WHAT TO PRODUCE: Copy the following lines word for word.

■ ■ ■ ■

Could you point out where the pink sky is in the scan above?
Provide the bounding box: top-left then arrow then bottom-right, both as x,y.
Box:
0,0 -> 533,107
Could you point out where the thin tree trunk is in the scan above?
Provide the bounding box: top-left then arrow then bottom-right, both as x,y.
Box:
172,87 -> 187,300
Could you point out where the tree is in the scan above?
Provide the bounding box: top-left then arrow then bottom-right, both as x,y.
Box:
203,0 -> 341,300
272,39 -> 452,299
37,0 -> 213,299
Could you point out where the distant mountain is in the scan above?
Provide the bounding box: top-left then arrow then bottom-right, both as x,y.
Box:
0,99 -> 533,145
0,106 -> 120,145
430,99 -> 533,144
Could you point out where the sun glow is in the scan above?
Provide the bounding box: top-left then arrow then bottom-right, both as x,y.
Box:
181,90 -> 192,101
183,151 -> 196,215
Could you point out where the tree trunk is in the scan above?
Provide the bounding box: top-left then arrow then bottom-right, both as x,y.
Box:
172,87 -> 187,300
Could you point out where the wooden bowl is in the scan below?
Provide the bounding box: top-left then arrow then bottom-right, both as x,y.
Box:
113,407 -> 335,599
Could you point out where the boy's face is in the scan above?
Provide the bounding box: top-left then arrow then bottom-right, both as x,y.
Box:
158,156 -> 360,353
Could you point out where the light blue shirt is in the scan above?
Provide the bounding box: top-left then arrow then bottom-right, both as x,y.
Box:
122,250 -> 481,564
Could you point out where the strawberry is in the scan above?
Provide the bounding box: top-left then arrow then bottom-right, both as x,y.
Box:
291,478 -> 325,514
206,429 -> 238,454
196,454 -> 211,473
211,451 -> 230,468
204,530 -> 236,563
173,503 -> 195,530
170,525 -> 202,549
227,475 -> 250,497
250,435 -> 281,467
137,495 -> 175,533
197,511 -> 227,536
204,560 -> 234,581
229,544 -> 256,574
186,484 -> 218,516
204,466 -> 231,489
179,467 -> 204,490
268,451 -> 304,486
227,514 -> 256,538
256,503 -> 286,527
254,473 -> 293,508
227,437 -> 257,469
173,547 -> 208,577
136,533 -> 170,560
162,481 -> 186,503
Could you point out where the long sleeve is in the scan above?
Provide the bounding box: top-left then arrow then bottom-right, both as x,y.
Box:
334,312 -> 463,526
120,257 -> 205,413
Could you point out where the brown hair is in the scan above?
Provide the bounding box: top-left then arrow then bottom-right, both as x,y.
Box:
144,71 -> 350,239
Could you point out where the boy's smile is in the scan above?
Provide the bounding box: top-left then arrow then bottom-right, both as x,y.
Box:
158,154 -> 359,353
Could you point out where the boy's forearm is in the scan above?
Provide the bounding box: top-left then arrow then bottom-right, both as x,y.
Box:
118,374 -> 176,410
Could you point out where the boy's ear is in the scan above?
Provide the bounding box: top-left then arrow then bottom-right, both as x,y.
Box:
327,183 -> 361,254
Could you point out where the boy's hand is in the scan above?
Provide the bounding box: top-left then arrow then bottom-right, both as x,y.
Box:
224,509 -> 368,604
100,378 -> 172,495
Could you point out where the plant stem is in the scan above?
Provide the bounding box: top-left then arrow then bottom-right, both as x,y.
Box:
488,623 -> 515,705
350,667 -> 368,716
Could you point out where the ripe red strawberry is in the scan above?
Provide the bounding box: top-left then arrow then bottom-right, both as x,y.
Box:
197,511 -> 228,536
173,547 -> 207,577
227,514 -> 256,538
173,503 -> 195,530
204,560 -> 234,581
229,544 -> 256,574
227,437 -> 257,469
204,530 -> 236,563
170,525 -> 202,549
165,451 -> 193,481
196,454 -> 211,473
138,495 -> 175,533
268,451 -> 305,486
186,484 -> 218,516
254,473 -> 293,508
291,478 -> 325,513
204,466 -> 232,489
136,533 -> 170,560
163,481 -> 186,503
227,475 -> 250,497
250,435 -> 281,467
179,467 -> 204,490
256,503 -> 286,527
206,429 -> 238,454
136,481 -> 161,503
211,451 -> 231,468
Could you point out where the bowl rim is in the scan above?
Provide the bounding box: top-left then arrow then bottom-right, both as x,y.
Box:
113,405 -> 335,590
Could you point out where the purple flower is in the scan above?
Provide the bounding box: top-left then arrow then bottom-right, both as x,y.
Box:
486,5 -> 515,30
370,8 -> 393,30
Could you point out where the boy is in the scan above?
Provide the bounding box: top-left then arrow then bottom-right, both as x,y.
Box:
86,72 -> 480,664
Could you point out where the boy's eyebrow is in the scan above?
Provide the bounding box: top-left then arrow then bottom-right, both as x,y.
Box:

■ ■ ■ ■

EXERCISE SOLUTION:
Could you point out where the pink sky is in the scan above?
Provide the bounding box: top-left then arrow then bottom-right, both as x,y.
Box:
0,0 -> 533,107
Could you point out where the thin tree trunk is in the scan above?
Provide the bounding box: top-left then arrow then bottom-right, both as x,y.
Box:
172,87 -> 187,300
Could you point out where the tree is in the scan above?
Provide the bounding box: top-left then arrow then bottom-right, both as x,y.
Box:
203,0 -> 341,300
272,39 -> 452,299
37,0 -> 213,299
Could you point out where the distant mountain is in the scan above?
Provide the bounding box: top-left then arrow then bottom-right, both as x,y.
Box:
0,99 -> 533,145
0,106 -> 120,145
430,99 -> 533,144
Could you point out where the sun glow is in the scan above?
Provide the bounding box: top-left then arrow then bottom-right, both as x,y.
Box:
181,90 -> 192,101
183,151 -> 196,215
Could you point out where the tree trunk is in the scan above?
Provide the bounding box: top-left then arrow then bottom-right, both as x,y.
Box:
172,87 -> 187,300
Could you point out where the wooden bowl is in the scan below?
Provide the bounding box: top-left then arrow then bottom-right, both as x,y.
Box:
113,407 -> 335,599
Could you point out where the boy's face is in the scan above?
Provide the bounding box: top-left then arrow then bottom-right, both as x,y.
Box:
158,156 -> 360,353
Could you point out where the light blue shirt is in the scan above?
Provide the bounding box: top-left then arrow then bottom-right, both as x,y.
Box:
122,250 -> 481,564
Could you point out where the strawberry is in the scan above?
Provide the bounding box: top-left then arrow then bottom-right, both as x,y.
Box:
291,478 -> 325,514
206,429 -> 238,454
196,454 -> 211,473
211,451 -> 230,468
204,530 -> 236,563
173,503 -> 195,530
170,525 -> 202,549
227,475 -> 250,497
250,435 -> 281,467
137,495 -> 175,533
197,511 -> 227,536
204,560 -> 234,581
229,544 -> 256,574
186,484 -> 218,516
204,466 -> 231,489
179,467 -> 204,490
268,451 -> 304,486
227,514 -> 256,538
256,503 -> 286,527
254,473 -> 293,508
227,437 -> 257,469
173,547 -> 208,577
136,533 -> 170,560
162,481 -> 186,503
Could you point out where the long sleeve is in the scan above?
Provide the bounding box: top-left then arrow then bottom-right, both as x,y.
Box:
334,312 -> 463,526
120,257 -> 205,413
Could you point out where the brown hair is in the scan above?
Provide the bounding box: top-left then arrow then bottom-right, both as x,y.
Box:
144,71 -> 350,239
Could you point out where the boy's smile is in the scan above?
Provide the bounding box: top-left then arrow then bottom-right, both as x,y.
Box:
158,154 -> 359,353
Could you point out where the boy's forearm is in the scan above?
Provide the bounding box: top-left then arrow then bottom-right, both as x,y.
Box:
118,374 -> 176,410
Could you point out where the boy's ear is in the scan above?
Provide the bounding box: top-left then arrow then bottom-right, both as x,y.
Box:
327,183 -> 361,254
Could you point out where the boy's hand is in the scan above?
Provide the bounding box: top-left then arrow then bottom-right, both as x,y.
Box:
224,509 -> 368,604
100,378 -> 172,495
Could you point out where the plant stem is in the scan above?
Provide the bounding box: top-left then arrow then bottom-right, both as x,y.
Box:
488,623 -> 515,705
350,667 -> 368,716
Could you point out where the ripe red strawberry is in the scan above?
Provide the bounding box: top-left then arrow then bottom-right, both as x,y.
Box:
197,511 -> 228,536
173,547 -> 207,577
227,514 -> 256,538
173,503 -> 195,530
204,560 -> 234,581
229,544 -> 256,574
227,437 -> 257,469
204,530 -> 236,563
170,525 -> 202,549
165,451 -> 193,481
196,454 -> 211,473
138,495 -> 175,533
268,451 -> 305,486
186,484 -> 218,516
254,473 -> 293,508
291,478 -> 325,513
204,466 -> 232,489
136,533 -> 170,560
163,481 -> 186,503
227,475 -> 250,497
250,435 -> 281,467
179,467 -> 204,490
256,503 -> 286,527
206,429 -> 238,454
136,481 -> 161,503
211,451 -> 231,468
Could you point out where the bowl rim is in the scan above?
Provide the bounding box: top-left then arrow then bottom-right, both as x,y.
Box:
113,405 -> 335,590
Could you point out where the purple flower is in the scan above?
Provide the bounding box: top-left then arrow then bottom-right, both as x,y.
Box:
486,5 -> 515,30
370,8 -> 393,30
Could you point out where the boy is in the scan above?
Provide the bounding box: top-left then arrow then bottom-right, both as x,y.
Box:
86,72 -> 480,664
Could you point out where the boy's eyebrow is in the scan above?
Provide the bounding box: top-left then arrow then bottom-right, both as x,y.
Box:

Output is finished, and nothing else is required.